» **WHAT IS NEEDED**: From the first line to the last, reproduce the records exactly.

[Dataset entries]
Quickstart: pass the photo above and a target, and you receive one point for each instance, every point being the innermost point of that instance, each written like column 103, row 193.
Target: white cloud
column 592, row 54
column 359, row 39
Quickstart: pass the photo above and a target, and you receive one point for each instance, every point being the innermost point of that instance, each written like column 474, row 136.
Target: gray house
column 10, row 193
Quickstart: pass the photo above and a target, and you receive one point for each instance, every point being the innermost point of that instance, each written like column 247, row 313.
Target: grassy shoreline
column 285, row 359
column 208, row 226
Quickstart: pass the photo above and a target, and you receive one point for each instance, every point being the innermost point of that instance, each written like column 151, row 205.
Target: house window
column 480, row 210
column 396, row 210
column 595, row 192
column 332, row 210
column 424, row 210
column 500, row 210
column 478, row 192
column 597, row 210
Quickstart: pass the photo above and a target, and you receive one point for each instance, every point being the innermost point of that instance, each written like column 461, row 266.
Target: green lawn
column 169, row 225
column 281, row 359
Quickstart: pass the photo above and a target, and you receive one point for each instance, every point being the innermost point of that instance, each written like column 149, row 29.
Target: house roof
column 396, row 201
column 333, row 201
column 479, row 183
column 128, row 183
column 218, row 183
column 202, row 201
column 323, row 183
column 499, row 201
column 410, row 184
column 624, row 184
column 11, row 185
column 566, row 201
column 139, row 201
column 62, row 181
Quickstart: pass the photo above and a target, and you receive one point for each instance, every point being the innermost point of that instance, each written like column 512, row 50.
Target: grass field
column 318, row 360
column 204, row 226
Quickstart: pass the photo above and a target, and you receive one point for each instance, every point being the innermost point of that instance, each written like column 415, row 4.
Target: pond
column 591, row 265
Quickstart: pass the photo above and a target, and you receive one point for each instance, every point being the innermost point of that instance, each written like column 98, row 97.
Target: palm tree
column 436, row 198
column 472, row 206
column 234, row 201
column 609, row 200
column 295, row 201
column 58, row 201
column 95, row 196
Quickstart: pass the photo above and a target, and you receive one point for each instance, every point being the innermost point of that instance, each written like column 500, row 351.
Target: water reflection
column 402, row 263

» **TASK RESULT**:
Quickstart: pass the photo above and a target, and you receive one point for each instance, every point being the innermost point of that instance, each written like column 103, row 193.
Target: white cloud
column 592, row 54
column 359, row 39
Quickstart: pass the photo above and a target, and you receive one point for each instance, every point being the innermost point of that instance, each written like column 474, row 136.
Target: gray house
column 10, row 193
Quickstart: pass the photo above and a target, and you receive one point for each instance, every point being the innermost point of that instance, each written like column 247, row 313.
Target: grassy shoreline
column 285, row 359
column 208, row 226
Quickstart: pass the photo above and a target, and you receive one point for each instance, every point being the innermost point of that instance, each written like column 151, row 205.
Target: house window
column 480, row 210
column 396, row 210
column 595, row 192
column 332, row 210
column 424, row 210
column 500, row 210
column 478, row 192
column 597, row 210
Quickstart: pass the photo above and a target, and you receive one point for each instance, every point being the innermost point of that instance, each written like column 461, row 266.
Target: green lawn
column 169, row 225
column 281, row 359
Quickstart: pass the photo above and a target, and you receive one point for each instance, every point being the innermost point of that instance, each written like column 149, row 29.
Target: house roof
column 396, row 201
column 333, row 201
column 479, row 183
column 128, row 183
column 218, row 183
column 202, row 201
column 323, row 183
column 499, row 201
column 410, row 184
column 624, row 184
column 11, row 185
column 566, row 201
column 139, row 201
column 62, row 181
Quickstart: pass the photo above and a target, and you receive one point for each instance, every point being the innermost point of that instance, each written like column 512, row 50.
Target: grass field
column 318, row 360
column 204, row 226
Quickstart: pass the photo above and a target, and you receive one point for each instance, every point being the innermost point of that instance, each written like column 415, row 4.
Target: pond
column 591, row 265
Quickstart: pass the photo above and a target, and you receive one point for each instance, every point being the innermost point of that instance, each written like column 98, row 97.
Target: palm tree
column 436, row 198
column 472, row 206
column 234, row 201
column 609, row 200
column 295, row 201
column 58, row 201
column 95, row 196
Quickstart: pass the photo above and a target, and you receive one point for each instance, every point being the innermost point of that instance, each written like column 500, row 351.
Target: water reflection
column 402, row 263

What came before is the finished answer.